ARBEITSANWEISUNGEN:
**a.** Beantworte anhand des Textauszugs zum Nachlass die folgenden Fragen:
(i) Welches Beispiel nennt der Textauszug für ein höchstpersönliches Recht, das nicht vererblich ist?
(ii) Von welchen Stellen stammen laut Textauszug die verlässlichsten Auskünfte von dritter Seite?
(iii) Auf welche Vorschrift stützt sich der Auskunftsanspruch gegenüber Hausgenossen?
**b.** Tippe aus dem Textauszug zum Nachlass alles von „Für die Erben“ bis hinunter zu „Nachlassverbindlichkeiten zukommen können.“ wortgetreu ab.

TEXTAUSZUG:
Rz. 12
Höchstpersönliche Rechte des Erblassers sind nicht vererblich (bspw. die Vorstandseigenschaft bei einer Aktiengesellschaft).
Für die Erben ist es von entscheidender Bedeutung, so schnell wie möglich Kenntnis vom Umfang und der Art der Zusammensetzung des Nachlasses zu erlangen. Diese Frage ist zuallererst bedeutend für die Entscheidung, ob sie die Erbschaft behalten wollen und welche Risiken möglicherweise auf sie im Zusammenhang mit der Haftung für Nachlassverbindlichkeiten zukommen können.
Aber die Erben wollen die einzelnen zum Nachlass gehörenden Gegenstände auch in Besitz nehmen, sie verwalten und die daran bestehende Gemeinschaft irgendwann auseinandersetzen.
Wie können die Erben den Umfang des Nachlasses feststellen?
Rz. 13
Für die notwendigen Informationen sind am verlässlichsten die Auskünfte von dritter Seite wie Banken, Finanzbehörden, Grundbuchamt und Handelsregistergericht. Daneben sind von Bedeutung die spezifisch erbrechtlichen Auskunftsansprüche (vgl. im Einzelnen § 9 Rdn 121 ff.), die sich häufig gegen andere Miterben richten, wie bspw. der Auskunftsanspruch gegenüber dem Erbschaftsbesitzer (§ 2027 BGB), gegenüber Hausgenossen (§ 2028 BGB) oder gegen diejenigen Miterben, die für den Erblasser entweder vor seinem Tod oder danach das Vermögen bzw. den Nachlass verwaltet haben gemäß den Vorschriften des Auftragsrechts (§§ 666, 681 BGB). Dabei ist auf die in der Praxis immer häufiger vorkommende Vorsorgevollmacht, die Angehörigen erteilt wurde, hinzuweisen.

QUELLDATEN:
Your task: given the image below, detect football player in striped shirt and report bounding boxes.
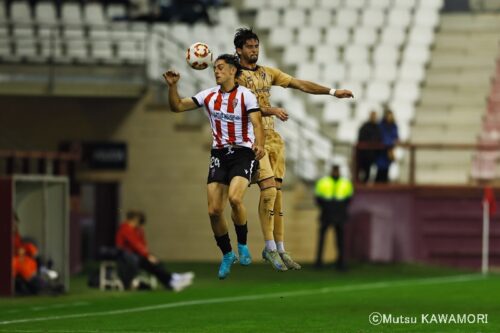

SCHRIFTLICHE ANTWORTEN:
**a.**
(i) Die Vorstandseigenschaft bei einer Aktiengesellschaft.
(ii) Von Banken, Finanzbehörden, dem Grundbuchamt und dem Handelsregistergericht.
(iii) Auf § 2028 BGB.

**b.**
Für die Erben ist es von entscheidender Bedeutung, so schnell wie möglich Kenntnis vom Umfang und der Art der Zusammensetzung des Nachlasses zu erlangen. Diese Frage ist zuallererst bedeutend für die Entscheidung, ob sie die Erbschaft behalten wollen und welche Risiken möglicherweise auf sie im Zusammenhang mit der Haftung für Nachlassverbindlichkeiten zukommen können.